* [Stored rows]:
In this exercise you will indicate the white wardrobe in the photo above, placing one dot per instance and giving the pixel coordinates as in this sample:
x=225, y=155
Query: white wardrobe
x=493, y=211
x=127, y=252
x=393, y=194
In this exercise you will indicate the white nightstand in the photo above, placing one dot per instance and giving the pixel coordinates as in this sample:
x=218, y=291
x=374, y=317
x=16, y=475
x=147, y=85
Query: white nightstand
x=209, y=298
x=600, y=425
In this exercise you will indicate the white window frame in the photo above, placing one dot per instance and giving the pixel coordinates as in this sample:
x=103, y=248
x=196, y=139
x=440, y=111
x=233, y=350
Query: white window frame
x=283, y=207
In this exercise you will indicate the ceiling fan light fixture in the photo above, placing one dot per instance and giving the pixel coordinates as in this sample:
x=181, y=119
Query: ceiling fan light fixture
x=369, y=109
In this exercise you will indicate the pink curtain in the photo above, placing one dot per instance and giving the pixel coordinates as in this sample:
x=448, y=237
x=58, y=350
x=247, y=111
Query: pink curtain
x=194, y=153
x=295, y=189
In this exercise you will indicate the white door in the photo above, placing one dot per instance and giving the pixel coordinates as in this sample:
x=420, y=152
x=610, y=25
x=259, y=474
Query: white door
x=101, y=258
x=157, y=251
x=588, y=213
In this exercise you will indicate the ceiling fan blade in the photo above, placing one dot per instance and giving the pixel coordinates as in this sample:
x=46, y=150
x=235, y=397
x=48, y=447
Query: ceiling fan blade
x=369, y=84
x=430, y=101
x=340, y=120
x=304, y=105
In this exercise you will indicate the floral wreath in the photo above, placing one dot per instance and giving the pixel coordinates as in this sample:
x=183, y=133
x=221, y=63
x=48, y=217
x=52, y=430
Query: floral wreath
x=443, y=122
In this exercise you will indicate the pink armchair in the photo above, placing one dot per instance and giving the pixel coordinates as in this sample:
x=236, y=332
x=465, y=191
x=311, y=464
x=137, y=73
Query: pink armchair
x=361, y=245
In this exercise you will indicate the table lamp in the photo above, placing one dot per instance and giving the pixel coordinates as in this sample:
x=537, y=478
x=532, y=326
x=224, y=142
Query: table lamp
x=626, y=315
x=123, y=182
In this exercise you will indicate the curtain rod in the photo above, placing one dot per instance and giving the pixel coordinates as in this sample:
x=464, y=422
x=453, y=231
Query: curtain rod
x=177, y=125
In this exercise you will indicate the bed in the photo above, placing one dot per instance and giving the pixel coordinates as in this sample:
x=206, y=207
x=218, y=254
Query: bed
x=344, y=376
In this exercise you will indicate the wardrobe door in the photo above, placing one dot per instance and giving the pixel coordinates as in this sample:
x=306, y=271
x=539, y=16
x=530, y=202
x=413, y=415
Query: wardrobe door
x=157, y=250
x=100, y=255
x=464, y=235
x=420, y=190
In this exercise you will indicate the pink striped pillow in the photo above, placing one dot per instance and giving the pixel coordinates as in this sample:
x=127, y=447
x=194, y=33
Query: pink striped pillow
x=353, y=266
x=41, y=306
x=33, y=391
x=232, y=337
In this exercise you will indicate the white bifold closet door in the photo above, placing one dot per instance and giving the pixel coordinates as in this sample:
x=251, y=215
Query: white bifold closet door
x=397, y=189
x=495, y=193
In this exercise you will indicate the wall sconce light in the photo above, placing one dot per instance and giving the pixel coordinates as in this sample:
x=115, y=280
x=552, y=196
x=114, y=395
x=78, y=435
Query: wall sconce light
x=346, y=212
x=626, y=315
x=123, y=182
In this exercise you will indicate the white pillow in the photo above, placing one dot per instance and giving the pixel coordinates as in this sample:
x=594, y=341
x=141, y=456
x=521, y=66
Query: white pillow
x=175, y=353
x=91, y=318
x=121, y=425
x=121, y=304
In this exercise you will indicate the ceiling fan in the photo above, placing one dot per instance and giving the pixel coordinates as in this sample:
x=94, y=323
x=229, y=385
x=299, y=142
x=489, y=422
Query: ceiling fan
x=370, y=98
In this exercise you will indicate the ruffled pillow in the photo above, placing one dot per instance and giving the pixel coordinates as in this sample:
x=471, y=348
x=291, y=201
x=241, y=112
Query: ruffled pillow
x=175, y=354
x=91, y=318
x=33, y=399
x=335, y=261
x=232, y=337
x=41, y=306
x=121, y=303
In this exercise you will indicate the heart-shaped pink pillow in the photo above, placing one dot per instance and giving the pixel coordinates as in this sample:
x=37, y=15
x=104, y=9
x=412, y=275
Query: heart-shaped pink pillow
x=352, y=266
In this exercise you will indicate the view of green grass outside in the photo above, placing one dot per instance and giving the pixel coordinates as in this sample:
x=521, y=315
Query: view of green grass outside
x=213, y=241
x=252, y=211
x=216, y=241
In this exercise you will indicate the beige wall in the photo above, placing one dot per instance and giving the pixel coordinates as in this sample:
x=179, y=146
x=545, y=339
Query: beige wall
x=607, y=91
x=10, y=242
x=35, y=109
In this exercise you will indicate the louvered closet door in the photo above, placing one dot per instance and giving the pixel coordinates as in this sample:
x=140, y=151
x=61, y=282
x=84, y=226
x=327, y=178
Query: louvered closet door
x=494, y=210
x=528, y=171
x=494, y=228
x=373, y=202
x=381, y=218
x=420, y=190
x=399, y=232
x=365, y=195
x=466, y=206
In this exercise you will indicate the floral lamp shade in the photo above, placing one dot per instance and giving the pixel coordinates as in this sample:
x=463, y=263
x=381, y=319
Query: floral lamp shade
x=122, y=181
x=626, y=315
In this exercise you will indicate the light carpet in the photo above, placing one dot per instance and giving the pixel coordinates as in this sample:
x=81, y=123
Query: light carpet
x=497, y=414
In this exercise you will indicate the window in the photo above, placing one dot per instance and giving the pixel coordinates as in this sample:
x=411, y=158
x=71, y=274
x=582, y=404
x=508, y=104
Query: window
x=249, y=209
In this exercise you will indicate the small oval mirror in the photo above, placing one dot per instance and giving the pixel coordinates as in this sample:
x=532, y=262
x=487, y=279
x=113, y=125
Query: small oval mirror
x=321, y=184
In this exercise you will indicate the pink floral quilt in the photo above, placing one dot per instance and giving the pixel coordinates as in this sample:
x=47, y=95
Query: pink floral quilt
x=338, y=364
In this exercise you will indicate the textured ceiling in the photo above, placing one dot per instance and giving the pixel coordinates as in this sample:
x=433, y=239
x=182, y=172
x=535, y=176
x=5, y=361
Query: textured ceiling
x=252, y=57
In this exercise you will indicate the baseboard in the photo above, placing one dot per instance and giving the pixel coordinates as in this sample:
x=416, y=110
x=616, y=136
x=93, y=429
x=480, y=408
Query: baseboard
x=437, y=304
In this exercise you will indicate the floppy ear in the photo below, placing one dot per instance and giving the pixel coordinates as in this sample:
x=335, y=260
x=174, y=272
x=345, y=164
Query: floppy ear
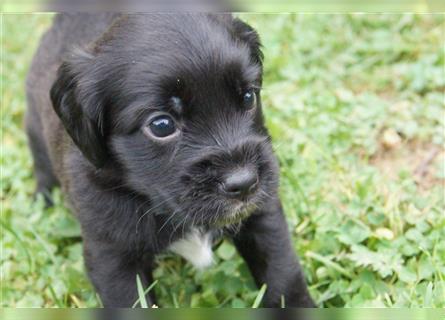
x=76, y=101
x=248, y=35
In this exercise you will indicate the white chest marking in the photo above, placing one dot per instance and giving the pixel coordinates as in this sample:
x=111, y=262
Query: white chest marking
x=196, y=248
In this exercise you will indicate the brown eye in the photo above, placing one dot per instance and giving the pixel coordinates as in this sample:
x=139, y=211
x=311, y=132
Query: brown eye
x=249, y=99
x=162, y=126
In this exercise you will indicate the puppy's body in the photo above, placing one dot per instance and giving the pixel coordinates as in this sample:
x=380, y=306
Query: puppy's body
x=152, y=125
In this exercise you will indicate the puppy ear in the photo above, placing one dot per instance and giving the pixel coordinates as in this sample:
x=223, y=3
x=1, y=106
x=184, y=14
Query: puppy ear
x=76, y=102
x=248, y=35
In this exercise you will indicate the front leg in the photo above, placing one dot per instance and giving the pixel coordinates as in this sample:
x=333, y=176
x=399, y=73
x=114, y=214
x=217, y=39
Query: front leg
x=264, y=243
x=113, y=273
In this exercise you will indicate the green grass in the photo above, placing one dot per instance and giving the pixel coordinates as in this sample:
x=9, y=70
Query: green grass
x=355, y=104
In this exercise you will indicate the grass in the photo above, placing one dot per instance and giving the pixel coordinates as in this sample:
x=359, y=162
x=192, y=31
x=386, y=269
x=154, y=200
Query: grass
x=355, y=104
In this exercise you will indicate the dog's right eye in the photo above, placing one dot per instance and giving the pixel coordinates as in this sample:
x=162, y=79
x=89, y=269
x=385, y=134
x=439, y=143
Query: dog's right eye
x=162, y=126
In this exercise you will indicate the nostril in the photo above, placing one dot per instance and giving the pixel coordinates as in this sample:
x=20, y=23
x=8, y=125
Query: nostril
x=240, y=182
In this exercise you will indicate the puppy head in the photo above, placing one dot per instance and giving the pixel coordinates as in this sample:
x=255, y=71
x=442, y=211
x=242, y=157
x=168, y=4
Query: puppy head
x=174, y=100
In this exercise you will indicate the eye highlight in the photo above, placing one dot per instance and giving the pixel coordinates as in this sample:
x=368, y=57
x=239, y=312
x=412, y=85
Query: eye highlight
x=162, y=126
x=249, y=99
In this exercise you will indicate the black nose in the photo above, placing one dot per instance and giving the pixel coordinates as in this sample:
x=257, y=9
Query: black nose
x=240, y=183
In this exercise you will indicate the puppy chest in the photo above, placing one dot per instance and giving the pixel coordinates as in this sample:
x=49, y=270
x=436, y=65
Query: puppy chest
x=195, y=247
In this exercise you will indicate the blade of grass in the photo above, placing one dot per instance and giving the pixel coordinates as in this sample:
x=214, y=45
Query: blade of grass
x=329, y=263
x=141, y=293
x=283, y=302
x=259, y=297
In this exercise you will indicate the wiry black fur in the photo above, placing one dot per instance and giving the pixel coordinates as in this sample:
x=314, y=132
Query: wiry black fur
x=132, y=195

* [To do]:
Please return, word for word, the stretch of rows from the line containing "In this exercise you will indicate the eye" through the last of the rows above, both ends included and nothing more.

* [Task solution]:
In this exercise you will indicate the eye highlight in the photo above, placing one dot per instance and giving the pixel coordinates as in this sample:
x=368, y=57
x=239, y=312
x=412, y=85
Query: eye highlight
x=162, y=126
x=249, y=99
In this exercise you will indicate the black nose in the photo above, placing one dot per instance and giving the pixel coordinates as in this sample:
x=257, y=9
Query: black nose
x=240, y=183
In this exercise you will indicate the puppy chest in the photo above, placing one dot per instance and giving the pixel coordinates as in this sample:
x=49, y=270
x=436, y=65
Query: puppy chest
x=195, y=247
In this exercise you will indicate the blade of grass in the photo above, placing one dot per instance and giving the pixel coordinates as in this sample:
x=214, y=45
Query: blade of grass
x=329, y=263
x=141, y=293
x=283, y=302
x=259, y=297
In this exercise you will indicate the wiry black fur in the photo above, placing one dot per instance and giving the pixel coordinates as in this sample:
x=314, y=132
Query: wiry black fur
x=132, y=195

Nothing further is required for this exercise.